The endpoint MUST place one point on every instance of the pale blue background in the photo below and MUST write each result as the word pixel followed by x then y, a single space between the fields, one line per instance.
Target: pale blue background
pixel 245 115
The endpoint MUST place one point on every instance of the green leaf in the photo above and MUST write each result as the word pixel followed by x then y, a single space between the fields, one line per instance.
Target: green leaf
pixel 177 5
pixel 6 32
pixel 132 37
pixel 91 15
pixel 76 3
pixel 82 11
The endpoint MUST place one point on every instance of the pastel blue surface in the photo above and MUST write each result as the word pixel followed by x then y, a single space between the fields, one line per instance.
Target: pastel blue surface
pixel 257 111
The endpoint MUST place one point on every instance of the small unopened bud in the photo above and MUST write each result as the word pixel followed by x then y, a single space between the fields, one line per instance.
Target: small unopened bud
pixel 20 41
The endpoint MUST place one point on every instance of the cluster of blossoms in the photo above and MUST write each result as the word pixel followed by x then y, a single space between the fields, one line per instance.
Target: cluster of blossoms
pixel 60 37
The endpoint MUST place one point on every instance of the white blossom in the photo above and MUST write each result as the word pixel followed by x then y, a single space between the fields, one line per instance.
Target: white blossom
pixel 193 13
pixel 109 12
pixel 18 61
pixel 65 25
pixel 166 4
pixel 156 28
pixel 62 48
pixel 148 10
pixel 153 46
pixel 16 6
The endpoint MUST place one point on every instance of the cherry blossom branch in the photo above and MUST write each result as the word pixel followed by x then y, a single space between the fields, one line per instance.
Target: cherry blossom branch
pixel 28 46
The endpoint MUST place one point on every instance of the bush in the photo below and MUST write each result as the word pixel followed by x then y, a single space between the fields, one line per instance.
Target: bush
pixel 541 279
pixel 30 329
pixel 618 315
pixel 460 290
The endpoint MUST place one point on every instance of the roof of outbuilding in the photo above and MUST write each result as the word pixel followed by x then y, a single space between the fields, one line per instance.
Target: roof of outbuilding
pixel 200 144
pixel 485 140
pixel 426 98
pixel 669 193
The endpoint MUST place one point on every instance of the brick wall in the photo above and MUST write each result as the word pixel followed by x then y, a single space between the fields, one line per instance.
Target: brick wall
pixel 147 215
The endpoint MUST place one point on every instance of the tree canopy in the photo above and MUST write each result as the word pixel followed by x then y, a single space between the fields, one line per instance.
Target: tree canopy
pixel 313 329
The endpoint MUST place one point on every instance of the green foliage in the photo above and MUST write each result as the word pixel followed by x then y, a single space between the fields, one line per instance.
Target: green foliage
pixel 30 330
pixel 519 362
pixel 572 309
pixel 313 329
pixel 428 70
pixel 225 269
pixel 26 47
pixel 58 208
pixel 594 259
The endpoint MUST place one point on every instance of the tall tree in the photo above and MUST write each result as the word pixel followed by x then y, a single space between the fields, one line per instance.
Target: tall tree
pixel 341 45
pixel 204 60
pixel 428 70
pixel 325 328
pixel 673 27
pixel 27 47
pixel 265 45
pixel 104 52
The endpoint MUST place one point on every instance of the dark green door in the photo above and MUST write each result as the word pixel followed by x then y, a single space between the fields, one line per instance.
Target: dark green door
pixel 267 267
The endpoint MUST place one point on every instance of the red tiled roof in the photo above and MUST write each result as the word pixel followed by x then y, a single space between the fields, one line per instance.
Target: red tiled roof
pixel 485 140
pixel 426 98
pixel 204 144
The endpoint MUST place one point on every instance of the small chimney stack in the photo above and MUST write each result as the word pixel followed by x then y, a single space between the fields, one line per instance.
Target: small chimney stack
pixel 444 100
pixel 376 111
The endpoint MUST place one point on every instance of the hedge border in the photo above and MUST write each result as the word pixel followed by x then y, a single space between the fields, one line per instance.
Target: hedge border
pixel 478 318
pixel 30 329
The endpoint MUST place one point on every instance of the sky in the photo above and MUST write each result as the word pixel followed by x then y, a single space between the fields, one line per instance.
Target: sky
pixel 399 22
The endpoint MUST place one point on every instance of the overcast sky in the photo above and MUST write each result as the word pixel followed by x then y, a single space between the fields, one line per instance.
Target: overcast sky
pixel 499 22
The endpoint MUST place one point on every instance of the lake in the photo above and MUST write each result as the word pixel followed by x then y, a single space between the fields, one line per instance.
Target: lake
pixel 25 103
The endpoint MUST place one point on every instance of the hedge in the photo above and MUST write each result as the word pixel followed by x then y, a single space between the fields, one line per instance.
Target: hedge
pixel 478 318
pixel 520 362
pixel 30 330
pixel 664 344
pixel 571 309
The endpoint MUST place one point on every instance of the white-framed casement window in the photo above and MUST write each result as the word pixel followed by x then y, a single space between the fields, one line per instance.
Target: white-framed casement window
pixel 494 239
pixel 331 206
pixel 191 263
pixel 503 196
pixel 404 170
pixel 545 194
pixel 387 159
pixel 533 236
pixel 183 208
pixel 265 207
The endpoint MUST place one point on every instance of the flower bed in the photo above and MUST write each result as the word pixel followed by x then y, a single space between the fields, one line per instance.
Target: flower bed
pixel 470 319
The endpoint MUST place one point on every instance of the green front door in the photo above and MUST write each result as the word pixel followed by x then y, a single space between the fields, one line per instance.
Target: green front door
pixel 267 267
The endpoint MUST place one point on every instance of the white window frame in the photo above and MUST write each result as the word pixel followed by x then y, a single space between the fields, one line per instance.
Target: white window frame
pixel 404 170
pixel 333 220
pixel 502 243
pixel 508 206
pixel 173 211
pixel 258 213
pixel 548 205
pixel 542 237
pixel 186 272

WHAT IS EXPECTED: Update the entries starting at the line that contains "the green leaf" and ending at the line that contains "pixel 82 11" by replacing "instance" with "occurrence" and keeping everything else unchanged. Return only those lines.

SOLUTION FOR THIS TASK:
The endpoint MUST place one point on every occurrence of the green leaf in the photo above and MUST write each result as the word pixel followed by x then y, a single space between the fields, one line per occurrence.
Target: green leaf
pixel 177 5
pixel 6 32
pixel 132 37
pixel 91 15
pixel 76 3
pixel 82 11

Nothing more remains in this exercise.